Text excerpt:
########
[Resolved] Network volatility, network spikes

Post new topic   Reply to topic    DD-WRT Forum Index -> Advanced Networking
Goto page Previous  1, 2, 3  Next
Author Message
jtbr
DD-WRT User


Joined: 09 Mar 2017
Posts: 100

PostPosted: Tue Oct 17, 2023 17:26    Post subject: Reply with quote
So here are my wireless from before I disabled wireless. (The 2.4Ghz radio's Network mode should say "N / G Mixed"). If there's anything that jumps out at you, please let me know.

The 3 Virtual interfaces per band are all configured the same, except one for each radio has AP isolation enabled, the others don't.

In all cases, Security is WPA/WPA2 Personal/CCMP-128 (AES), key renewal 14400s, strict rekeying disabled, 802.11r (FT) disabled, 802.11w MFP disabled, Disable EAPOL Key Retries disabled. No custom config.
########
Source material:

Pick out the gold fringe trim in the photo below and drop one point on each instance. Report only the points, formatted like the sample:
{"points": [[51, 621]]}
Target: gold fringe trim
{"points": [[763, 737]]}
########
Directions:
[1] Answer these about the DD-WRT forum post:
(a) What should the 2.4Ghz radio's Network mode say?
(b) How many virtual interfaces are there per band?
(c) What is the key renewal setting?
[2] Please repeat the DD-WRT forum post, starting with "Post new topic   Reply" and going on through "the others don't.".
The lines have nothing to do with the DD-WRT forum post.

Results by task:
[1]
(a) "N / G Mixed"
(b) 3
(c) 14400s

[2]
Post new topic   Reply to topic    DD-WRT Forum Index -> Advanced Networking
Goto page Previous  1, 2, 3  Next
Author Message
jtbr
DD-WRT User


Joined: 09 Mar 2017
Posts: 100

PostPosted: Tue Oct 17, 2023 17:26    Post subject: Reply with quote
So here are my wireless from before I disabled wireless. (The 2.4Ghz radio's Network mode should say "N / G Mixed"). If there's anything that jumps out at you, please let me know.

The 3 Virtual interfaces per band are all configured the same, except one for each radio has AP isolation enabled, the others don't.